(Passage for review)

Antifreeze manufacturers have not previously supported such legislation. But their position has changed, largely due to the momentum at the state level. California, New Mexico and Oregon have passed such laws, and at least eight other states are considering similar bills.
"It's appropriate now, I think, because we have industry on board with us," said Nancy Blaney, a lobbyist at the Doris Day Animal League. "They saw, with rapid succession, that many states were looking at passing some sort of antifreeze bittering agent legislation."
Setting a uniform standard would help the industry and retailers, said Allen, who chairs the Senate Commerce Committee's subcommittee on consumer affairs and is the bill's main sponsor.
"The legislation … would avoid the potential inconsistency and practical difficulty of manufacturers complying with what could become a patchwork of various state and local mandates," Jeffrey Bye, vice president of Prestone, a unit of Honeywell International Inc., told the panel. Prestone is the largest manufacturer and supplier of antifreeze in North America.
For the same reason, the Consumer Specialty Products Assn., a trade group for manufacturers of a variety of household items, also favors the federal bill.

(End Passage for review)
(Dataset extract)

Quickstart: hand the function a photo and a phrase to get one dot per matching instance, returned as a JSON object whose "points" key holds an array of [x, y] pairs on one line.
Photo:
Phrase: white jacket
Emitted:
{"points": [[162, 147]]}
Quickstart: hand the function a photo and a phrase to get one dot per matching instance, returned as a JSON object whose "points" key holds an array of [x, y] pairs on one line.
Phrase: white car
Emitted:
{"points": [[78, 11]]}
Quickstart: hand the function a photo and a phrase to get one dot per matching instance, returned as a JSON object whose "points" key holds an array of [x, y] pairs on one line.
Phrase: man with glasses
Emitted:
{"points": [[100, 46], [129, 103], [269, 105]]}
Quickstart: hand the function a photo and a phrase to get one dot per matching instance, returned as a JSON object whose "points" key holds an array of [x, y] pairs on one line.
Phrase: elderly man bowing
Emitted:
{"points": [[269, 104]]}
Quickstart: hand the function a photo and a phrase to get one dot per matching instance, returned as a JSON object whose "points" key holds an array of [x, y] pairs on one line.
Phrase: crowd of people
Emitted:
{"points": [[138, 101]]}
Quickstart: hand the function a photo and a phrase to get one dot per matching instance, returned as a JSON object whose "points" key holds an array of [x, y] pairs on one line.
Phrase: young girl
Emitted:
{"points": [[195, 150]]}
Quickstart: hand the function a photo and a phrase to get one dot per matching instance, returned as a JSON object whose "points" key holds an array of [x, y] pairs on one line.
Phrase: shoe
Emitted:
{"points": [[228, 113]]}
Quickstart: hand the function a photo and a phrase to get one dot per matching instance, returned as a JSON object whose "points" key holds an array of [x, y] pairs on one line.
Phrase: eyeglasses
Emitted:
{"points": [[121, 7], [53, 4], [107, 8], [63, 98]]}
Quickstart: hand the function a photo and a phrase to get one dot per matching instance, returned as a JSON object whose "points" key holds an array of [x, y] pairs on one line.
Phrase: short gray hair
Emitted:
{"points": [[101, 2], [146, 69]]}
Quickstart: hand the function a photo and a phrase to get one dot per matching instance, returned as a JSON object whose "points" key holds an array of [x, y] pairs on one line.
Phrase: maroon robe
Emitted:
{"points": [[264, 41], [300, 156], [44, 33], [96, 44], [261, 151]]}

(End Dataset extract)

Parts of the exercise >>
1. Quote the passage on antifreeze legislation from "Antifreeze manufacturers have" to "considering similar bills.".
2. Extend the passage on the antifreeze bittering bill, picking up after its last sentence.

Responses to the tasks >>
1.
Antifreeze manufacturers have not previously supported such legislation. But their position has changed, largely due to the momentum at the state level. California, New Mexico and Oregon have passed such laws, and at least eight other states are considering similar bills.

2.
"State-specific products are not practical for national distribution," said Bill Lafield, an association vice president. "Manufacturers do not control the distribution of their products at a state-by-state level. For example, we deliver to 11 Wal-Mart warehouses across the country, and our products are then distributed to approximately 3,000 stores."
But not all animal advocates support the legislation. The American Society for the Prevention of Cruelty to Animals has taken a neutral position because there is no evidence that adding a bittering agent to antifreeze will keep pets from ingesting it, said Steve Hansen, senior vice president of the society's Animal Poison Control Center.
"What we're afraid of is that if we require a bittering agent to be added, people are going to be lackadaisical" about keeping antifreeze and other poisonous products from pets, Hansen said.
"Our current feeling is that we need to educate people. I don't think that it's a good to take on legislation just because we hope that it works."
Hansen said that more research should be done either to prove that a bittering agent is effective or to find another solution proven to work.
Blaney disagreed, saying that denatonium benzoate — the bittering agent named in the legislation — has been used for decades in many household products, cosmetics and toiletries to deter ingestion. Denatonium benzoate is one of the most bitter-tasting substances known.
The two leading manufacturers of antifreeze, Honeywell and Old World Industries Inc., also use propylene glycol, which is less toxic than the more common ethylene glycol. Ingesting propylene glycol-based antifreeze will make a child or pet sick, but it is not lethal.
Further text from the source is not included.